--- begin Entries shown ---
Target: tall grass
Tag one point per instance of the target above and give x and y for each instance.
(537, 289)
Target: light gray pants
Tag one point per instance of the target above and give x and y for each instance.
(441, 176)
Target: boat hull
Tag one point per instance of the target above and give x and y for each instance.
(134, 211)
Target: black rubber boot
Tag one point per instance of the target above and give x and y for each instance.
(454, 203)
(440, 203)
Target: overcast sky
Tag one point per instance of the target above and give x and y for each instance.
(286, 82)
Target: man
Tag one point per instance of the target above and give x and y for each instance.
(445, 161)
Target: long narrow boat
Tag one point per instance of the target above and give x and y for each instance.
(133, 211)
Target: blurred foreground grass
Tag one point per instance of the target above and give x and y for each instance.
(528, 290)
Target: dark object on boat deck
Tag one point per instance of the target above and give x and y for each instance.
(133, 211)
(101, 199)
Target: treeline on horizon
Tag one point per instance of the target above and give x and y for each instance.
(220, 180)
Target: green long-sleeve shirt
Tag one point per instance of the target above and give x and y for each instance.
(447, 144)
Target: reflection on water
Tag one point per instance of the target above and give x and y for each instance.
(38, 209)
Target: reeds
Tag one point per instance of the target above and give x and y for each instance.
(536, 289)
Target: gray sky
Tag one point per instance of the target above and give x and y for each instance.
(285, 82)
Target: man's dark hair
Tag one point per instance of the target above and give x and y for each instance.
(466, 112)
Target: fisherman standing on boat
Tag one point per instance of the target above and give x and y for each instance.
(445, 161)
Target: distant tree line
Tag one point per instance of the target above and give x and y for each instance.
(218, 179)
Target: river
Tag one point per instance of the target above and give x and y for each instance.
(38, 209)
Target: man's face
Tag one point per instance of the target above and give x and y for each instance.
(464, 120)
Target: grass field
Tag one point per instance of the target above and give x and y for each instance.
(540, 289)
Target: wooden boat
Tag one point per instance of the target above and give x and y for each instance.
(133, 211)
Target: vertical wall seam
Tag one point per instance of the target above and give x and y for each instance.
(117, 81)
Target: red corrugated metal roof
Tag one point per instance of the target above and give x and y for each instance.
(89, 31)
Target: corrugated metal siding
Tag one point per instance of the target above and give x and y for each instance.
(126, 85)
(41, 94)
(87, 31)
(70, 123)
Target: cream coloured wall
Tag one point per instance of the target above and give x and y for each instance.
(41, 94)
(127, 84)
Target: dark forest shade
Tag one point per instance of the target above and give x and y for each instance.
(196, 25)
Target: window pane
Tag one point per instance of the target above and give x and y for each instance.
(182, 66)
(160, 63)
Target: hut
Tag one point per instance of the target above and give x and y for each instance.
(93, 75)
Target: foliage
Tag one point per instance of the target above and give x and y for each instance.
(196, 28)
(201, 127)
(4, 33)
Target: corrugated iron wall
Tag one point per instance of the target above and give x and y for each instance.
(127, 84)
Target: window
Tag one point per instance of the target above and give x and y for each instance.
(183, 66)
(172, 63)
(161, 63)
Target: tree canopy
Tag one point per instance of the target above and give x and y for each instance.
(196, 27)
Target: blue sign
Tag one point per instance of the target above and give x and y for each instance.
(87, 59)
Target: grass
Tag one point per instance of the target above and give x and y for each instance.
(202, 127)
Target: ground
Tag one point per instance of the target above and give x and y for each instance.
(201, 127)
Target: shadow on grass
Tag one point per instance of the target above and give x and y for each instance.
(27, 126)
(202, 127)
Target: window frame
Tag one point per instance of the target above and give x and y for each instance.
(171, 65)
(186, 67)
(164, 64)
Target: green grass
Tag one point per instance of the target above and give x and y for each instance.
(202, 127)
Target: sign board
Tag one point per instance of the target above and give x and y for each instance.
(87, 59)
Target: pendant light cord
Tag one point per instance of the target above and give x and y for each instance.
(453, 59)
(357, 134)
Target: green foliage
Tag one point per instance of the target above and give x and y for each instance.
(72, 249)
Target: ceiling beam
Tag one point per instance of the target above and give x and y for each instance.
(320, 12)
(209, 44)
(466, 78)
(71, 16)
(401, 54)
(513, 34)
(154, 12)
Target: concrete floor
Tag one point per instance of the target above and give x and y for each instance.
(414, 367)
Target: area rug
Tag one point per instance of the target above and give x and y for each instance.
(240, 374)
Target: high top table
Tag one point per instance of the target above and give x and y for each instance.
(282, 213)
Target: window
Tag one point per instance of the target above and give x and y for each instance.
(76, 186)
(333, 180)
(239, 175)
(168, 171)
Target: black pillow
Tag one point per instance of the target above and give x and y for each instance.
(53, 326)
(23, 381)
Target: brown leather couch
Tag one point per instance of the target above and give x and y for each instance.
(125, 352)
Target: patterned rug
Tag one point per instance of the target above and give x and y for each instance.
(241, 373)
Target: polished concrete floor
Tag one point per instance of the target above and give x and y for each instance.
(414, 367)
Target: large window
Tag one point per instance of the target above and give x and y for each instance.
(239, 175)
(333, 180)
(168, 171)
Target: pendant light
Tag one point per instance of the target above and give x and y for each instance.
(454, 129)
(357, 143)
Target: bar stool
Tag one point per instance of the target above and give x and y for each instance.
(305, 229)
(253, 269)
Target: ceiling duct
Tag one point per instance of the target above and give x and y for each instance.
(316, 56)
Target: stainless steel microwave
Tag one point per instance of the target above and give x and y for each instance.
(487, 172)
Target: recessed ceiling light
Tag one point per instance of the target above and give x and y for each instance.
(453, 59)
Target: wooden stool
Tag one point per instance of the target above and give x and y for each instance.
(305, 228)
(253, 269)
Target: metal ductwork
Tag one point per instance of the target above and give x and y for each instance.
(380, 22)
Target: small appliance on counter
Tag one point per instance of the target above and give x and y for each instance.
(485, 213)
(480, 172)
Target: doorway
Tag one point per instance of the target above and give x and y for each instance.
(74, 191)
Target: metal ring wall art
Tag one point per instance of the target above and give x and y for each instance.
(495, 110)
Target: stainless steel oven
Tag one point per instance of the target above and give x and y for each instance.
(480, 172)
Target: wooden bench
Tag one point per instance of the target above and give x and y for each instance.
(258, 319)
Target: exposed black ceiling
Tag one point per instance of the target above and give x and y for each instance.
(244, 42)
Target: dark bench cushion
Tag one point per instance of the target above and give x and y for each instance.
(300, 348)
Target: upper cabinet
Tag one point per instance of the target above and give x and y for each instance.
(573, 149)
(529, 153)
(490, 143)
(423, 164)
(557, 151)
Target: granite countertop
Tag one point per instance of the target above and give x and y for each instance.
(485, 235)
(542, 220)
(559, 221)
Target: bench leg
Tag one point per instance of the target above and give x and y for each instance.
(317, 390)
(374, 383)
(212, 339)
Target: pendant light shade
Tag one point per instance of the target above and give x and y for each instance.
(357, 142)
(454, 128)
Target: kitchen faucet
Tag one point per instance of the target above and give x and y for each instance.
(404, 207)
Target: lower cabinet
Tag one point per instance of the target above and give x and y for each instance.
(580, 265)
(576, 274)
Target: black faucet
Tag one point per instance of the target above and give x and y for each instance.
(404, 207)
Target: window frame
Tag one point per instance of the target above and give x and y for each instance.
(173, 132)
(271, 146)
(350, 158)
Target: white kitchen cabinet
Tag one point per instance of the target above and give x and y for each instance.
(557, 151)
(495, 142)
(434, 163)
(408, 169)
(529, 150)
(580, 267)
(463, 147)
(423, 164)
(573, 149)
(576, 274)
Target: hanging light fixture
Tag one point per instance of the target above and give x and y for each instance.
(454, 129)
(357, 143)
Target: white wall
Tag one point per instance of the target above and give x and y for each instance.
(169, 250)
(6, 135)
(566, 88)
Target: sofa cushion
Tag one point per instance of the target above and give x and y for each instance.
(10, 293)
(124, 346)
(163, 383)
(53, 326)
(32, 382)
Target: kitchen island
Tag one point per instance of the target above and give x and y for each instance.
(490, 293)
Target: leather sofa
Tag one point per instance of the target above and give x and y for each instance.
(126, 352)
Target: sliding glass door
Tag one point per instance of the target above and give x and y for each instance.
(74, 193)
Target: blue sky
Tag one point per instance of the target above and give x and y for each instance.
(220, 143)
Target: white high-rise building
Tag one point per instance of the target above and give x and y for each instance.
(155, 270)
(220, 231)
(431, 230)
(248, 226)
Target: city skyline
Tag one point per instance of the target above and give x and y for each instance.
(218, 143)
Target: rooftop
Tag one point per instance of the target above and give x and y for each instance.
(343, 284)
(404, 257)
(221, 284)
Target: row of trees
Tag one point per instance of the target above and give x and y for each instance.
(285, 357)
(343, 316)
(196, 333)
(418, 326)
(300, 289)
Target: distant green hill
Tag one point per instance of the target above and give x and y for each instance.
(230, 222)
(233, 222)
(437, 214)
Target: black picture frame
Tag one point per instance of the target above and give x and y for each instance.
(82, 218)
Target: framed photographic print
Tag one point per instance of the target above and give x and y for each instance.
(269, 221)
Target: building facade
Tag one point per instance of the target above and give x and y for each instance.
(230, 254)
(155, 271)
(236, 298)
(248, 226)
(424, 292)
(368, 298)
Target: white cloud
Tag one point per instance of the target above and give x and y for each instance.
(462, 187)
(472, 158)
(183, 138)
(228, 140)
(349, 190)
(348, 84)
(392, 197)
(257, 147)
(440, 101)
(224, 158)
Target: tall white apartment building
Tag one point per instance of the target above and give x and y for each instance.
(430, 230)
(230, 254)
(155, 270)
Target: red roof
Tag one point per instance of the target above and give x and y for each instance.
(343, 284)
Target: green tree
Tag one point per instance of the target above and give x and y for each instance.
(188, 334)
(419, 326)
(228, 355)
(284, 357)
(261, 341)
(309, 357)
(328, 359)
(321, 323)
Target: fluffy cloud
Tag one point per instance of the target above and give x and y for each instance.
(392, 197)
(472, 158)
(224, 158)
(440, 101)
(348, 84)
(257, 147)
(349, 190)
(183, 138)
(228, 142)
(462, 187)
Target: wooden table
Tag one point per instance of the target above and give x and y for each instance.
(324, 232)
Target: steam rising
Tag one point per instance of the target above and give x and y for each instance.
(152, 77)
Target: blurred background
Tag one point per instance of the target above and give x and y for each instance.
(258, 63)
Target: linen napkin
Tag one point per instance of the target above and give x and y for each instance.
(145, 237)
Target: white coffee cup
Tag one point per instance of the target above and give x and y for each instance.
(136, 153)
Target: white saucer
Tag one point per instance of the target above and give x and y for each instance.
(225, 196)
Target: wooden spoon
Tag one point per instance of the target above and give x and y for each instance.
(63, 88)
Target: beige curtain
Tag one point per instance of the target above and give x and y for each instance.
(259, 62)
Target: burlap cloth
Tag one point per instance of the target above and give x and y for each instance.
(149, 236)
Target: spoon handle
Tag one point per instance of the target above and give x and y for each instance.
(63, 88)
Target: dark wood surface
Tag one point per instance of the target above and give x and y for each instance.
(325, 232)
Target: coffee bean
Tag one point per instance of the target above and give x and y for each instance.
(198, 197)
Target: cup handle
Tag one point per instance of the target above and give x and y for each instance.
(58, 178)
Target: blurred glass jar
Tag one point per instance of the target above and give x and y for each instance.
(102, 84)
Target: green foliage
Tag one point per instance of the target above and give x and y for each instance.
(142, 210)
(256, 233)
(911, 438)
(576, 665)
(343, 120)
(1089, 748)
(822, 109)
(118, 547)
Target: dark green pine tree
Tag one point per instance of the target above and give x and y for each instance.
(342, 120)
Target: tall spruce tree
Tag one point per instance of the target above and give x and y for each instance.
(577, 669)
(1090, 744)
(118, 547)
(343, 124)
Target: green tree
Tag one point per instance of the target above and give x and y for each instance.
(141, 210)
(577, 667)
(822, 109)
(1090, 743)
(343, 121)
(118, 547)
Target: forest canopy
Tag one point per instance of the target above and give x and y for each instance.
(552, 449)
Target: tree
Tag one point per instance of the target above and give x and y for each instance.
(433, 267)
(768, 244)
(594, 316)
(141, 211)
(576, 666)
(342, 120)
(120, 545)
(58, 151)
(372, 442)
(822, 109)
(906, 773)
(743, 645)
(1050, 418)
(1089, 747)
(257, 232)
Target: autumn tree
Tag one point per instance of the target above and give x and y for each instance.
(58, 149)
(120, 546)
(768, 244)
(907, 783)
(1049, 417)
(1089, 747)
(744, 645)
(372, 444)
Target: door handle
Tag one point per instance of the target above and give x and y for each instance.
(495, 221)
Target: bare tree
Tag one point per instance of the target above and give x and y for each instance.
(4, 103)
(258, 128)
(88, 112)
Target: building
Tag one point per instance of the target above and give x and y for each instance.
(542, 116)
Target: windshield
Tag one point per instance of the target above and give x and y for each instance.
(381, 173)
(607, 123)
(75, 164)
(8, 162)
--- end Entries shown ---
Exercise directions: Print from the line containing "Target: door handle" to the last line above, exactly as written.

Reply to the exercise:
Target: door handle
Tag one point per instance of the target above and give x and y for each instance.
(495, 221)
Target: bare tree
Tag one point per instance of the target above and give x and y for each instance.
(4, 103)
(258, 128)
(88, 112)
Target: building
Tag one point per instance of the target above and give x and y for each instance.
(542, 116)
Target: windshield
Tag one point per instance of the target above and give x and y for each instance.
(381, 173)
(607, 123)
(75, 164)
(8, 162)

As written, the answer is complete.